On 10/26/2014 08:25 AM, Thomas Gleixner wrote:
On Thu, 23 Oct 2014, Chris Friesen wrote:
On 10/17/2014 12:55 PM, Austin Schuh wrote:
Use the 121 patch. This sounds very similar to the issue that I helped
debug with XFS. There ended up being a deadlock due to a bug in the
kernel work queues. You can search the RT archives for more info.
I can confirm that the problem still shows up with the rt121 patch. (And
also with Paul Gortmaker's proposed 3.4.103-rt127 patch.)
We added some instrumentation and it looks like we've tracked down the problem.
Figuring out how to fix it is proving to be tricky.
Basically it looks like we have a circular dependency involving the
inode->i_data_sem rt_mutex, the PG_writeback bit, and the BJ_Shadow list. It
goes something like this:
jbd2_journal_commit_transaction:
1) set page for writeback (set PG_writeback bit)

Excerpts taken from a detection dataset
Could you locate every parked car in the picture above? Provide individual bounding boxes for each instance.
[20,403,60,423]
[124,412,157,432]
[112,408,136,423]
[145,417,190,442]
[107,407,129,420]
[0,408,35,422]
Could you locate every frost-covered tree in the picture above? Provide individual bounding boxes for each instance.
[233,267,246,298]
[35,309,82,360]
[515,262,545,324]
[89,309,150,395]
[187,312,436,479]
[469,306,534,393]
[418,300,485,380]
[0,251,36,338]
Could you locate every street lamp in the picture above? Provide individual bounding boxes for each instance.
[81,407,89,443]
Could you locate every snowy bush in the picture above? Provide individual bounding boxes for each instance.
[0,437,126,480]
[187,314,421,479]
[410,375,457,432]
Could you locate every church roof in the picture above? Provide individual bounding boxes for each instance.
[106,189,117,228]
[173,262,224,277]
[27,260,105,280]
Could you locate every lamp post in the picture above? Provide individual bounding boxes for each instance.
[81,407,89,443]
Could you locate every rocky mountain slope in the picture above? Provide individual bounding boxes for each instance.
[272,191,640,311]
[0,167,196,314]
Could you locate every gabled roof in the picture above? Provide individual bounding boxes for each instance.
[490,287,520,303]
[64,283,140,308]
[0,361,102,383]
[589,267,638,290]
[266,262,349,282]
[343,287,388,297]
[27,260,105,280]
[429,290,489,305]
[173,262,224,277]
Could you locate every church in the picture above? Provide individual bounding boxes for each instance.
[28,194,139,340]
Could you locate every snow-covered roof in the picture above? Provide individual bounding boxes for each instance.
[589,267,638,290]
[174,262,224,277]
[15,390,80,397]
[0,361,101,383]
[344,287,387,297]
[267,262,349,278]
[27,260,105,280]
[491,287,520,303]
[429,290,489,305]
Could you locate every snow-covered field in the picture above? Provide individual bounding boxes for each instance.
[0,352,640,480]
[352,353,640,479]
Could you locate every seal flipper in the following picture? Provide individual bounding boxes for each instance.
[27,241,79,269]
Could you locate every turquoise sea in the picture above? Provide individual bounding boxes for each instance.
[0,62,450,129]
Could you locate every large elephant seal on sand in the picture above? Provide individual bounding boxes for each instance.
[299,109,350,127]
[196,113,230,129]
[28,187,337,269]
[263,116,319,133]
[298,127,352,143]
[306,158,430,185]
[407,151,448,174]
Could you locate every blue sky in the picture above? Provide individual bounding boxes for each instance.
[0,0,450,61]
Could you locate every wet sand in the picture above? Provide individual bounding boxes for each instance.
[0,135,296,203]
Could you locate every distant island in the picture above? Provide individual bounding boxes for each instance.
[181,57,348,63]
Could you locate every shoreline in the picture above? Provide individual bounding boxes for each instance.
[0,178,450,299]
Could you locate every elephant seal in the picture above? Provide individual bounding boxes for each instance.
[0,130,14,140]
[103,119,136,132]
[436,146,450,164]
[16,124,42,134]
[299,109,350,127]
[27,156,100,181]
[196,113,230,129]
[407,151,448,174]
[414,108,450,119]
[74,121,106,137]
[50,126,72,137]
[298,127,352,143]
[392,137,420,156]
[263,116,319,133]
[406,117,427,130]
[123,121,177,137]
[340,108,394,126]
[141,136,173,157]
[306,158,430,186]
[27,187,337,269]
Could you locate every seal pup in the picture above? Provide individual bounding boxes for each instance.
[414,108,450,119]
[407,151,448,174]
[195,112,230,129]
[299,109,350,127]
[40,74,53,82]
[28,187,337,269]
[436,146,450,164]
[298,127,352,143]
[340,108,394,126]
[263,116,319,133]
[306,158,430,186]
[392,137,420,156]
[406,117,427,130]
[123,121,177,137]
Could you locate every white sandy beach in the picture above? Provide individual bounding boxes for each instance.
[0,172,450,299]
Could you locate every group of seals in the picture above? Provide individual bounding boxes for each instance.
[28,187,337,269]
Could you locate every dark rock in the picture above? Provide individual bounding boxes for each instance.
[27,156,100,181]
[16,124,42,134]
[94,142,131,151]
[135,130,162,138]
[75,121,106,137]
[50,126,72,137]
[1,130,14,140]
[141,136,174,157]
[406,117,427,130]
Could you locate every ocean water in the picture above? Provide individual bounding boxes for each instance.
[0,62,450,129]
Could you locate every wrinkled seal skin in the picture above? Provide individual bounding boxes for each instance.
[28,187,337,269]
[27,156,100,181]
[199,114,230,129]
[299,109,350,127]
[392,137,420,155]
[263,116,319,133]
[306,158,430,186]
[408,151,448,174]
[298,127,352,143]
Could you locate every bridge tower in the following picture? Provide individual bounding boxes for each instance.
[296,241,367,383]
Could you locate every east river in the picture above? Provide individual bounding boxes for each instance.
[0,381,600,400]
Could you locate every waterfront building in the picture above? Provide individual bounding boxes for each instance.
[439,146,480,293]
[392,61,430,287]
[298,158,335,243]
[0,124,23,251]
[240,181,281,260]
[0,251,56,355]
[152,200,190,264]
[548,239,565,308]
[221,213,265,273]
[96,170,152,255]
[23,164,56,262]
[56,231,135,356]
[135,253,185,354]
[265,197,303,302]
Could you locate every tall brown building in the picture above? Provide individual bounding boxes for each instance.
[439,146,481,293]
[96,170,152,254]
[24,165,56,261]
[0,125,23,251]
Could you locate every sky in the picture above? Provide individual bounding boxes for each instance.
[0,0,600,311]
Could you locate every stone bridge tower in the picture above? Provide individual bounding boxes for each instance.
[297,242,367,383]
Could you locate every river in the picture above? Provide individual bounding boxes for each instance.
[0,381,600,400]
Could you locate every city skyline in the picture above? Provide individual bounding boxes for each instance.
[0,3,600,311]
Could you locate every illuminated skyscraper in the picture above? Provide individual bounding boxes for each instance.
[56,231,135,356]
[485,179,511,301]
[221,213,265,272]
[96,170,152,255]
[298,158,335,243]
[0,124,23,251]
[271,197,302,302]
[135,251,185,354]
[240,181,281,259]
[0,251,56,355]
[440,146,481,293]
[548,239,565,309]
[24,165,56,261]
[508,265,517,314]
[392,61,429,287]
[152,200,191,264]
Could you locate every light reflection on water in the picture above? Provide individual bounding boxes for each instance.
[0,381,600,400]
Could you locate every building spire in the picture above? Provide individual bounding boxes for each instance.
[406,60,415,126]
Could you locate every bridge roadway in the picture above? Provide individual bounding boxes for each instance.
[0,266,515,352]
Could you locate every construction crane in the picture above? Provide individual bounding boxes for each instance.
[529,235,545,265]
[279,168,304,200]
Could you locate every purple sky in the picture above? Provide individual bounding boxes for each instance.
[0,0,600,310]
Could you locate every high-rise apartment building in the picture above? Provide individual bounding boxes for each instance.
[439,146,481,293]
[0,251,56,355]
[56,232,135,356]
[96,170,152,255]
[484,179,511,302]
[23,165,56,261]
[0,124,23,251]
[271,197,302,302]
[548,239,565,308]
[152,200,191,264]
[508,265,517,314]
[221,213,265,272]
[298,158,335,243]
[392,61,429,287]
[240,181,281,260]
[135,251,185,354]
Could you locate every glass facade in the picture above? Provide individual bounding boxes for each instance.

TASKS =
1 - Reproduce word for word the part of the mailing-list thread that begins at the words "On 10/26/2014 08:25" and ends after the words "down the problem.".
2 - Add 70 to every bounding-box coordinate in the records, starting at the line that contains "Could you locate every distant" and stopping after the line that contains "[27,187,337,269]". Give all of those lines again with the requests included.
The records are unrelated to the mailing-list thread.

PROBLEM SOLUTIONS =
1 -
On 10/26/2014 08:25 AM, Thomas Gleixner wrote:
On Thu, 23 Oct 2014, Chris Friesen wrote:
On 10/17/2014 12:55 PM, Austin Schuh wrote:
Use the 121 patch. This sounds very similar to the issue that I helped
debug with XFS. There ended up being a deadlock due to a bug in the
kernel work queues. You can search the RT archives for more info.
I can confirm that the problem still shows up with the rt121 patch. (And
also with Paul Gortmaker's proposed 3.4.103-rt127 patch.)
We added some instrumentation and it looks like we've tracked down the problem.

2 -
Could you locate every distant island in the picture above? Provide individual bounding boxes for each instance.
[251,127,418,133]
Could you locate every shoreline in the picture above? Provide individual bounding boxes for each instance.
[70,248,520,369]
Could you locate every elephant seal in the picture above? Provide individual bounding boxes for each instance.
[70,200,84,210]
[173,189,206,202]
[506,216,520,234]
[86,194,112,204]
[369,179,420,197]
[97,226,170,251]
[266,183,300,199]
[477,221,518,244]
[484,178,520,189]
[144,191,176,207]
[120,196,142,207]
[368,197,422,213]
[462,207,490,226]
[333,186,389,203]
[476,187,497,200]
[193,191,247,207]
[410,178,464,196]
[211,206,243,227]
[376,228,500,256]
[97,257,407,339]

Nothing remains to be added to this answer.